Exercise directions: In the book review about the Kilcoy massacre, in what year were Lord Theodore Bennington's papers bought at auction?
[[ Passage for review open ]]
Set in the mid and late 19th century, this Gothic story with literary echoes should captivate and entertain on a number of levels. The narrative advances in a twofold direction: one from the point of view of authentic fictional voices. We are initially offered the perspective of a retired Sydney medico, Dr Telford Balladay, and an eager young Lutheran missionary, the Reverend Jonas Neubling and his capable wife, Hermione.
Through a series of chance meetings and from a common link through Jonas and Hermione's close relative, Emma Baumgartner, this unlikely trio embark on a quest to find a 'nugget'of germane information among Telford father's bequeathed personal papers - and those of of a Lord Theodore Bennington, an official in the New South Wales Government - the latter being purchased at an auction in 1890. [Part I].
The book then takes the form of a series of letters written firstly by Lord Bennington [Part II] and then by Sebastian, Telfords's younger brother, a pastoralist seeking to win his spurs and find fortune in the Brisbane River Valley |Part III].
As they delve deeper into the history of the Kilcoy massacre, and the various participants' their lives and motivations, Telford, Jonas and Hermione, plus Johnson, Telford's former medical assistant, lead us through the second perspective of the book - the unravelling of the events of the actual massacre at Kilcoy. They uncover, by means of authorial, interpretative and fact-based voice, an epic tale of mass poisoning, 'while-black' complexity, official bungling and inaction, squatter codes of silence and much more in a damping down the massacre's effects on the early European settlement.
This is an eloquent page-tuner that explores tough themes and confronts the reader with twists and unexpected offerings. It is an epic story that should satisfy in several ways - particularly along historical and fictional lines.
[[ Passage for review closed ]]
[[ Record extracts open ]]
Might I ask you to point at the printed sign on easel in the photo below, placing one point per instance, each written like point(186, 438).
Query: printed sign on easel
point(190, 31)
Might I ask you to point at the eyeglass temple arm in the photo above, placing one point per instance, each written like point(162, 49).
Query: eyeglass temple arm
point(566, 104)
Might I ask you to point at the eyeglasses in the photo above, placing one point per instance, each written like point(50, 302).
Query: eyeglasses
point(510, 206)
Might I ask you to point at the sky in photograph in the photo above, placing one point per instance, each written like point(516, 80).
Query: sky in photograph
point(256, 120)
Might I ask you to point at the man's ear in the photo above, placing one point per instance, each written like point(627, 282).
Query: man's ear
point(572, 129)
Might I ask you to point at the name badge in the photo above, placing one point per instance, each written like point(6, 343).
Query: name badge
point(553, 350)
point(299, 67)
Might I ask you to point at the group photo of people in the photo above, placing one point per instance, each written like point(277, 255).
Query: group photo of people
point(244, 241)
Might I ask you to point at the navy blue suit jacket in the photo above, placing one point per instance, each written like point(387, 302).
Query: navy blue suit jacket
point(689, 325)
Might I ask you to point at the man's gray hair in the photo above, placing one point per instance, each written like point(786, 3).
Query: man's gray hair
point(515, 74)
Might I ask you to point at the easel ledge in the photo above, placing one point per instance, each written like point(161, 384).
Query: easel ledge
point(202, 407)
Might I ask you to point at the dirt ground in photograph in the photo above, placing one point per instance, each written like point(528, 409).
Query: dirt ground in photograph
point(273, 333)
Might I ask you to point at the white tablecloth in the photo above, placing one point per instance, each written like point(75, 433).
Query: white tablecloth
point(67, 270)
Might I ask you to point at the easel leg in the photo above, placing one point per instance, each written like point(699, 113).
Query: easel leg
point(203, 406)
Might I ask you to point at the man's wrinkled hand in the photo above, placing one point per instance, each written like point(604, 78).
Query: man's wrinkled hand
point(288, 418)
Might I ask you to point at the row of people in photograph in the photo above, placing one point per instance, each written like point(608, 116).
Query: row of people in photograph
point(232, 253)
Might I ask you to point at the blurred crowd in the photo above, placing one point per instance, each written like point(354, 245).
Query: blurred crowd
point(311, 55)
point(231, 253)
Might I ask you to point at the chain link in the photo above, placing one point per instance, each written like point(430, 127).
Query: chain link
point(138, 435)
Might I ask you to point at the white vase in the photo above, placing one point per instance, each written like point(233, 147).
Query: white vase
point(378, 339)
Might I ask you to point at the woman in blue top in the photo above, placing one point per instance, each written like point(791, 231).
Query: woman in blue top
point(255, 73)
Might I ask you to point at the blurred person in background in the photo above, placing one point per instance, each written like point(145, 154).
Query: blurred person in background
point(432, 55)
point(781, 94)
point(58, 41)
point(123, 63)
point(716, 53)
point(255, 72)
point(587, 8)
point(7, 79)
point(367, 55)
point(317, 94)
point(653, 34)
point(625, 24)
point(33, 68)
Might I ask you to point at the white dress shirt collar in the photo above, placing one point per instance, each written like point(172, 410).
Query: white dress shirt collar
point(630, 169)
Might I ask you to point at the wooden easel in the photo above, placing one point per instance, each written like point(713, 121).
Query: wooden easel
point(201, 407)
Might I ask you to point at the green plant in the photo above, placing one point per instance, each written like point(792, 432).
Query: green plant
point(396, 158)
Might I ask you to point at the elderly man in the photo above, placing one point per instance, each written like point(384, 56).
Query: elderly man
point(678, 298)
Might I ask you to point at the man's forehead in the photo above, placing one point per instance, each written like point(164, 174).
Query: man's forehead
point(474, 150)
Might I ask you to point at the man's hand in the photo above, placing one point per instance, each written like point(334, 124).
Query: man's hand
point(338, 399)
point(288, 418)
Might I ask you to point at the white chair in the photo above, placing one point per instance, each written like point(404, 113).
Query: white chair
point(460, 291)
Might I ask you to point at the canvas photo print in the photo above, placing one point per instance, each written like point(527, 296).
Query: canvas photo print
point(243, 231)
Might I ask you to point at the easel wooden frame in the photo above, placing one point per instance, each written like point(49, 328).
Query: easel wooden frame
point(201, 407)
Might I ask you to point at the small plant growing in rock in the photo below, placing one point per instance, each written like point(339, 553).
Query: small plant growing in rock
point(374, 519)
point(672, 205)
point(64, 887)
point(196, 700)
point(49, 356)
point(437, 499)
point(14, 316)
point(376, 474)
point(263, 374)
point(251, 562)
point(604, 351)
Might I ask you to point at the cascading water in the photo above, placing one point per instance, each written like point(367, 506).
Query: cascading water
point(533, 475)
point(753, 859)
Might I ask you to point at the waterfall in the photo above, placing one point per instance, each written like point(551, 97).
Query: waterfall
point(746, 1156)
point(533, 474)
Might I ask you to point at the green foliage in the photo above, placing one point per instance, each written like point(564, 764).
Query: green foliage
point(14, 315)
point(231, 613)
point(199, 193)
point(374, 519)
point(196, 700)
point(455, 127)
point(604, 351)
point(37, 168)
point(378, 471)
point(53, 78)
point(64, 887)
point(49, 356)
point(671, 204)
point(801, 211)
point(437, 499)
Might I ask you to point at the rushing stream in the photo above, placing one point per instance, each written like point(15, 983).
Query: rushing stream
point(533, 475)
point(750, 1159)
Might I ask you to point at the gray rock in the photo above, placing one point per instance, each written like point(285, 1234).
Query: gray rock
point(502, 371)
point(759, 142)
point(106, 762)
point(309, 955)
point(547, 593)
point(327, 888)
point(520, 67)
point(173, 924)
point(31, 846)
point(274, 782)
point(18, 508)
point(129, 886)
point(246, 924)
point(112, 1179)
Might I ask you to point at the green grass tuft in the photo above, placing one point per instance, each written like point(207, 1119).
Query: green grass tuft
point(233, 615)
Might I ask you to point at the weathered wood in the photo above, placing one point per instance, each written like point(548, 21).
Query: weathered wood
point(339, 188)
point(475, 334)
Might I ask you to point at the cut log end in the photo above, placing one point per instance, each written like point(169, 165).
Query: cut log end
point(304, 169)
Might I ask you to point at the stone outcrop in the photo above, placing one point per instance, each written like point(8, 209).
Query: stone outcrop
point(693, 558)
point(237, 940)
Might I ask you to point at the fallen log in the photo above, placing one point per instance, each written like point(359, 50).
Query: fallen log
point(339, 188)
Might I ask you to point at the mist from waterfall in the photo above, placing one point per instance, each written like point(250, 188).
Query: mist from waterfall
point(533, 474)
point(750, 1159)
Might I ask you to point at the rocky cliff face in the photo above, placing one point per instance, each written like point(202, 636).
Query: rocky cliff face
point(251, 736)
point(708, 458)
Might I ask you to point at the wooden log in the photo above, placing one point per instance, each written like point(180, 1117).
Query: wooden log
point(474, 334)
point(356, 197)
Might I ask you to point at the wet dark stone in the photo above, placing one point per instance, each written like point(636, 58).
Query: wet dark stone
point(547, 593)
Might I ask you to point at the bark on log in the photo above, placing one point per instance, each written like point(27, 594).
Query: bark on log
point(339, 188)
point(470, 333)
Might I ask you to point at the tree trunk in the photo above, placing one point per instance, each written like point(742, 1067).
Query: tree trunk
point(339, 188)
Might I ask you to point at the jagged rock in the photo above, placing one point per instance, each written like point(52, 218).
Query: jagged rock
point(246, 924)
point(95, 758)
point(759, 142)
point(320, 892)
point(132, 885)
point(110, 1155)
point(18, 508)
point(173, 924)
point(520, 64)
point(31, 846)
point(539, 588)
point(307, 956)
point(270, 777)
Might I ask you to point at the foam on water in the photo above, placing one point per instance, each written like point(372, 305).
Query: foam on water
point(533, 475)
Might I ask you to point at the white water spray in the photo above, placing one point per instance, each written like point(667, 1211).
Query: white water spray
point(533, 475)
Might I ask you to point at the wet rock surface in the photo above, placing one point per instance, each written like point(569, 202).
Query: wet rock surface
[[ Record extracts closed ]]
Result of the exercise: 1890